**The request:**
Reproduce verbatim the lines of the listing below, starting at the line that contains "Outline each high" and ending at the line that contains "Outline each radio antenna shown above.", with both of those lines included.

#### Material shown ####

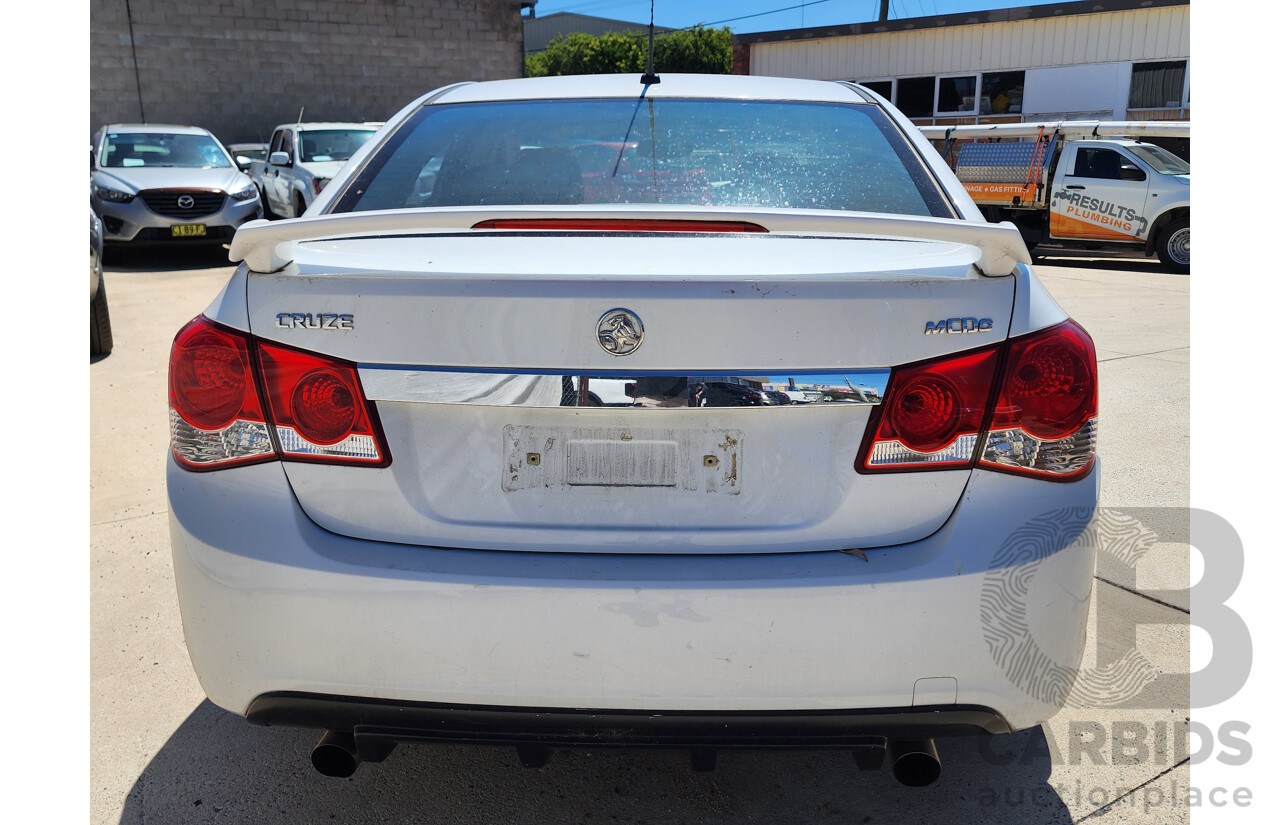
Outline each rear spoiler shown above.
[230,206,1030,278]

####
#### Material shown ####

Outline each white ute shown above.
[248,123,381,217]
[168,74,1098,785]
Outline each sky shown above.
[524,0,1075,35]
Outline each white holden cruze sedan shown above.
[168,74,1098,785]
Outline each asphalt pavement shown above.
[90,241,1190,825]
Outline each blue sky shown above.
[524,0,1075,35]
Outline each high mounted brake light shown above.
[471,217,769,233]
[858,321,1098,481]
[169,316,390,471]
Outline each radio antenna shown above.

####

**Written answer:**
Outline each high mounted brake light shown above.
[471,217,769,233]
[858,321,1098,481]
[169,316,390,471]
Outline each radio antenna shown above.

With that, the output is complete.